• KUTIPAN TEKS:
▼

Build a Bridges With Diversity as a Platform

Posted on Posted in 2017, Journal, News
Spread the love

JUDUL PAMERAN : TALKING ABOUT 4 (Diversity Order)

KURATOR : Dwiki Nugroho Mukti

SENIMAN : Hanifi S. Mahtione, Zalfa Robby, Arsya Deananda, Arif Mulyadi, Sony Himantoko, Dyan Condro, Fathur Rohman, Indra Prayoghi, M. One Abdillah, Krisna Esa, Yudha Ramadhana, Ebby Dwijaya

PERIODE PAMERAN : 8 – 30 September 2017

TEMPAT : Galeri House of Sampoerna,Taman Sampoerna 6, Surabaya 031-3539000

Esai kuratorial

Membangun Jembatan Dengan Landasan Keberagaman

Oleh : Dwiki Nugroho Mukti

Putaran dunia terasa semakin cepat dengan dimudahkannya manusia terhadap berbagai akses, mulai dari akses ilmu pengetahuan, data, barang, jasa, atau bahkan hal-hal lain yang tidak pernah kita pikirkan sebelumnya. Semua bisa di akses hanya dengan jantikan jari di gadget yang setiap hari kita pegang, kita tidak perlu pergi untuk bersusah payah bertemu penjual untuk melakukan transaksi. Makanan juga bisa dengan mudah bisa kita dapat melalui layanan pesan antar yang tersedia, barang pun demikian banyak laman-laman online yang bertindak sebagai katalog sekaligus penjual yang menjajakan barang dengan penawaran-penawaran yang menarik. Ini adalah hal yang melatar belakangi pemilihan tema dari pameran serbuk kayu, terinspirasi dari pola kerja delivery order 1, lantas di ubahlah kata-kata delivery menjadi diversity, yang dalam bahasa inggris berarti keberagaman.

Penjelasan di atas adalah penjelasan menggapa Serbuk Kayu menggunakan tema diversity order, kami ingin mengadaptasi pola kerja layanan pesan antar untuk mendistribusikan karya serbuk kayu sebagai informasi kepada apresiatornya, dan mendistribusikan seni sebagai pengetahuan pada saat bersamaan.

▲

• ENTRI DATA:
▼

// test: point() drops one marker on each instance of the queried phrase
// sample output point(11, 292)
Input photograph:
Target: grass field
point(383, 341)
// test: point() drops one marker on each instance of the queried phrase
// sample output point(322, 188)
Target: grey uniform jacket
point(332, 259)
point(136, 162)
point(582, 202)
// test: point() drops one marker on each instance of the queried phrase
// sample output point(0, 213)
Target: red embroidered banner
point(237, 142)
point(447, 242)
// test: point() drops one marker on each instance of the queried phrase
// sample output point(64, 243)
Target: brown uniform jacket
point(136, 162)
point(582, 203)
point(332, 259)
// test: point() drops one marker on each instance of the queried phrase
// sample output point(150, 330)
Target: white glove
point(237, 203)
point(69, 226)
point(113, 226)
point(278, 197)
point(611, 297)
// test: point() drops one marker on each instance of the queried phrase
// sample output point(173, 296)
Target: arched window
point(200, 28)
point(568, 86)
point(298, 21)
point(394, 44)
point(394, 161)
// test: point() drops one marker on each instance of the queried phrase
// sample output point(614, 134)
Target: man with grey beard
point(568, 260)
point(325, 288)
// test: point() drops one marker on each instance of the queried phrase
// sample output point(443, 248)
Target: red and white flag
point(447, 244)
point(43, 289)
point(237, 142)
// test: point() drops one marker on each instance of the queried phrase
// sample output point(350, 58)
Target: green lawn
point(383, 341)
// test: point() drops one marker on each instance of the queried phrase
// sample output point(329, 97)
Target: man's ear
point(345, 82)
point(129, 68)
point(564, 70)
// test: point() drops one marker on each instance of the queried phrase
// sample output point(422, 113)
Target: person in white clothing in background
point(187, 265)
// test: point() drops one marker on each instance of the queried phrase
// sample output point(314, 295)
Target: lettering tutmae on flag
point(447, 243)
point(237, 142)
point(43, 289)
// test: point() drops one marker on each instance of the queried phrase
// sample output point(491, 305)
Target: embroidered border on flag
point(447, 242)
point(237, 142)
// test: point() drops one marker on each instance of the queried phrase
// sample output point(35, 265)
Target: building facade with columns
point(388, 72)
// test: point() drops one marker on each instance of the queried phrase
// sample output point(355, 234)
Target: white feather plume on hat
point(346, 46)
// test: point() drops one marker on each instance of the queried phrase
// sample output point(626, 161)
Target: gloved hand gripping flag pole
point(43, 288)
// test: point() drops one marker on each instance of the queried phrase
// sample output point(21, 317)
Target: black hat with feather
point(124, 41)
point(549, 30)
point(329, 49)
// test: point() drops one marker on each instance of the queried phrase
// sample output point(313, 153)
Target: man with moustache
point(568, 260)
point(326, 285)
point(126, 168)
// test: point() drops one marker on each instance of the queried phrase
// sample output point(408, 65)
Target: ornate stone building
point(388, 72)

▲

• INSTRUKSI DAN KETENTUAN: Nyatakan apakah pernyataan berikut sesuai dengan teks tentang pameran Talking About 4: 1. Pameran berlangsung dari 8 hingga 30 September 2017. 2. Kata "delivery" diganti menjadi "diversity" dalam pemilihan tema. 3. Esai kuratorial ditulis oleh Hanifi S. Mahtione. Jawab ya atau tidak untuk tiap pernyataan dan sertakan kutipan kata demi kata dari teks yang menjadi penentunya.

• JAWABAN LENGKAP:
1. Ya: "8 – 30 September 2017"
2. Ya: "di ubahlah kata-kata delivery menjadi diversity"
3. Tidak: "Oleh : Dwiki Nugroho Mukti"